▶ [SHORT TASK A]:
Show each line of the entries that contains the string "target".

▶ [SELECTED EXTRACT]:
++++

Hi again,

As promised, I implemented a small program reproducing the error.

The program's main routine spawns a pthread which calls the function
"exchange". "exchange" uses MPI_Isend/MPI_Irecv/MPI_Waitany to exchange
a buffer of double-precision numbers with all other nodes.

At the same time, the "main" routine exchanges the sum of all the
buffers using MPI_Allreduce.

To compile and run the program, do the following:

        mpicc -g -Wall mpitest.c -pthread
        mpirun -np 8 ./a.out

Timing is, of course, of the essence and you may have to run the program
a few times or twiddle with the value of "usleep" in line 146 for it to
hang. To see where things go bad, you can do the following

        mpirun -np 8 xterm -e gdb -ex run ./a.out

Things go bad when MPI_Allreduce is called while any of the threads are
in MPI_Waitany. The value of "usleep" in line 146 should be long enough
for all the nodes to have started exchanging data but small enough so
that they are not done yet.

Cheers,
Pedro



On Thu, 2011-10-20 at 11:25 +0100, Pedro Gonnet wrote:
> Short update:
> 
> I just installed version 1.4.4 from source (compiled with
> --enable-mpi-threads), and the problem persists.
> 
> I should also point out that if, in thread (ii), I wait for the
> nonblocking communication in thread (i) to finish, nothing bad happens.
> But this makes the nonblocking communication somewhat pointless.
> 
> Cheers,
> Pedro
> 
> 
> On Thu, 2011-10-20 at 10:42 +0100, Pedro Gonnet wrote:
> > Hi all,
> > 
> > I am currently working on a multi-threaded hybrid parallel simulation
> > which uses both pthreads and OpenMPI. The simulation uses several
> > pthreads per MPI node.

++++

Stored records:
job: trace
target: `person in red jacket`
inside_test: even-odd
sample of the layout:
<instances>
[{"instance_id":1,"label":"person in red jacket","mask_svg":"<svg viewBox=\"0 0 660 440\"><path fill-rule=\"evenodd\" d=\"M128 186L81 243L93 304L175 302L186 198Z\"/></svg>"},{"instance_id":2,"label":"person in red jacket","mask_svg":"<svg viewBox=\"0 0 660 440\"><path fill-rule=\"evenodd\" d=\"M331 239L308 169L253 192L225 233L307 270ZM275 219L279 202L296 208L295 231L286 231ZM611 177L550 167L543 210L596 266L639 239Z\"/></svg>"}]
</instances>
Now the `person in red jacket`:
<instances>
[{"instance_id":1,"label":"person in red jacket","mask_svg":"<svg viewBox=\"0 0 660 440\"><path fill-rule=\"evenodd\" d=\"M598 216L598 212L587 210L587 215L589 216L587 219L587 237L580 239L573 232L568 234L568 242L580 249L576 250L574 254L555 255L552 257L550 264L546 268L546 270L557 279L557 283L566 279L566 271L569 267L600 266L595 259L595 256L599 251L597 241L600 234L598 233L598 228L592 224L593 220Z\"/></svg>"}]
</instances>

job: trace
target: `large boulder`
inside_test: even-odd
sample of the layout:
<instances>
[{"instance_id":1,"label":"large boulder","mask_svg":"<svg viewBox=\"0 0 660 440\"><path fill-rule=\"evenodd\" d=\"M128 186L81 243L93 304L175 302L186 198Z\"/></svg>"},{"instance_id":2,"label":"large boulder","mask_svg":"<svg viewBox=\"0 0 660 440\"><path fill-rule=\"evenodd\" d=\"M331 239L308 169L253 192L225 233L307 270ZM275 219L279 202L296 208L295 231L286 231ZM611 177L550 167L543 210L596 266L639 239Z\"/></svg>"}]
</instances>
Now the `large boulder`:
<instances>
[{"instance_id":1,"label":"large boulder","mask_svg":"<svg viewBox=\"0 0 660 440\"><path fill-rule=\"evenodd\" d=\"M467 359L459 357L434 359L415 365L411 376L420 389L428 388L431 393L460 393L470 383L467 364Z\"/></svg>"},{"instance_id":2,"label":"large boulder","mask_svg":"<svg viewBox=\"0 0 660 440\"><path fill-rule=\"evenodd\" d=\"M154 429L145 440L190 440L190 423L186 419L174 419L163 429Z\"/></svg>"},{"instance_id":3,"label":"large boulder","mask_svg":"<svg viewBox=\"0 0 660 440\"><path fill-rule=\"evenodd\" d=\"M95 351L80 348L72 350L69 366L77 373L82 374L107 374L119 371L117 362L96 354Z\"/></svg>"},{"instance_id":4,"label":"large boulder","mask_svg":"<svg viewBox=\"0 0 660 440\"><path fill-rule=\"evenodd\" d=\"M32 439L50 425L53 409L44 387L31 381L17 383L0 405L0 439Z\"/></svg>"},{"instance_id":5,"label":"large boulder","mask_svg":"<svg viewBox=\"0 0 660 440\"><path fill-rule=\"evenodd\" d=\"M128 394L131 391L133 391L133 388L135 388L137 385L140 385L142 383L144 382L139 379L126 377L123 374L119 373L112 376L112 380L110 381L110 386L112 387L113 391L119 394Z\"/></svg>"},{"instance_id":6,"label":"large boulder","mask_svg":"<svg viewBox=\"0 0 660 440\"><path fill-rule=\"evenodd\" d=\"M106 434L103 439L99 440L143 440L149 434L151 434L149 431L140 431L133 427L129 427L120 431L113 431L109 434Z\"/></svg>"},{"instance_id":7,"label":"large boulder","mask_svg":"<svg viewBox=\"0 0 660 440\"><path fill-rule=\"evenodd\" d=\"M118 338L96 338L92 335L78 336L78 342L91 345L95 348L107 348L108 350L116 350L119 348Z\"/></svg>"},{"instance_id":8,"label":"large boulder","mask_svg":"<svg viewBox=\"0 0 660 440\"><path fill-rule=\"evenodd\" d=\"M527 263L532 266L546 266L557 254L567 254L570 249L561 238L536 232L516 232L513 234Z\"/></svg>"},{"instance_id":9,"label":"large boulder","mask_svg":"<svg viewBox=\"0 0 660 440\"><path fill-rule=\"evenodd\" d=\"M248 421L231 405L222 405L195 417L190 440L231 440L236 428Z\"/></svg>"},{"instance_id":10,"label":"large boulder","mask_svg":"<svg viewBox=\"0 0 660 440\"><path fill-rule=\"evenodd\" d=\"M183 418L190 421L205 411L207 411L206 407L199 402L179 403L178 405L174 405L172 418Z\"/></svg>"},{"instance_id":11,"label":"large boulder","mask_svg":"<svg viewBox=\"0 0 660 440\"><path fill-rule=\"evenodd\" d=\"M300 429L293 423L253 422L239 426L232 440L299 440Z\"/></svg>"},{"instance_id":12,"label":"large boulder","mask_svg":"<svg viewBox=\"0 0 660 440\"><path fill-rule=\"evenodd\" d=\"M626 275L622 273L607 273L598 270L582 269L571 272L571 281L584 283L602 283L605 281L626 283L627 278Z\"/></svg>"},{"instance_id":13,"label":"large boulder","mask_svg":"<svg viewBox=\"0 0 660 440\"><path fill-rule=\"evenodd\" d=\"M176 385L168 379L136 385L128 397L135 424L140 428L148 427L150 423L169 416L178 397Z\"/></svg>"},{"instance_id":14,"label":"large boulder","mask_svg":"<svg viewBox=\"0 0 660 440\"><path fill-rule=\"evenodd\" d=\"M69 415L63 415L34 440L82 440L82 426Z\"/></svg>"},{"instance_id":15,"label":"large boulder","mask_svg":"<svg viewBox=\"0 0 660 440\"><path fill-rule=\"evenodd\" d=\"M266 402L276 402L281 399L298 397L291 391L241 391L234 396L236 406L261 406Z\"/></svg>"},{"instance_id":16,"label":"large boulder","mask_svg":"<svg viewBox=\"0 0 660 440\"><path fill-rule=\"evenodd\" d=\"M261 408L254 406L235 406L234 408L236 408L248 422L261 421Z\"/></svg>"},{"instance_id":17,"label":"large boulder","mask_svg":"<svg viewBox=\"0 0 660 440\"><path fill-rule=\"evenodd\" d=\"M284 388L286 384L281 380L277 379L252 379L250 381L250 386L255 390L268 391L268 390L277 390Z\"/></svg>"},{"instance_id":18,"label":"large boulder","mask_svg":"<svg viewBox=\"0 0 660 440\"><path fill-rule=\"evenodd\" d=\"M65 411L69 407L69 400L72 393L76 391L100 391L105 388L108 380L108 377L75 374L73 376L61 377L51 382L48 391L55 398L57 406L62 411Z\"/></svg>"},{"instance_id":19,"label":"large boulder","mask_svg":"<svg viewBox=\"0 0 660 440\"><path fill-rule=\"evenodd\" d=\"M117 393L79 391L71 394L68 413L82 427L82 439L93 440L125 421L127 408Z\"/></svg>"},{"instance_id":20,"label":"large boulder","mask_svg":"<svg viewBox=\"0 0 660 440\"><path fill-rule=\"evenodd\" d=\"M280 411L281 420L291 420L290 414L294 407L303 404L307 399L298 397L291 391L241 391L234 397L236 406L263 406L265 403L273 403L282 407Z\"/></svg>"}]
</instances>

++++

▶ [SHORT TASK B]:
Give the MPI post again, beginning at the words "On Thu, 2011-10-20 at 11:25" and stopping after "the problem persists.", and rename "1.4.4" to "1.4.5" everywhere it appears.

▶ [WRITTEN SOLUTION A]:
target: `person in red jacket`
target: `large boulder`

▶ [WRITTEN SOLUTION B]:
On Thu, 2011-10-20 at 11:25 +0100, Pedro Gonnet wrote:
> Short update:
> 
> I just installed version 1.4.5 from source (compiled with
> --enable-mpi-threads), and the problem persists.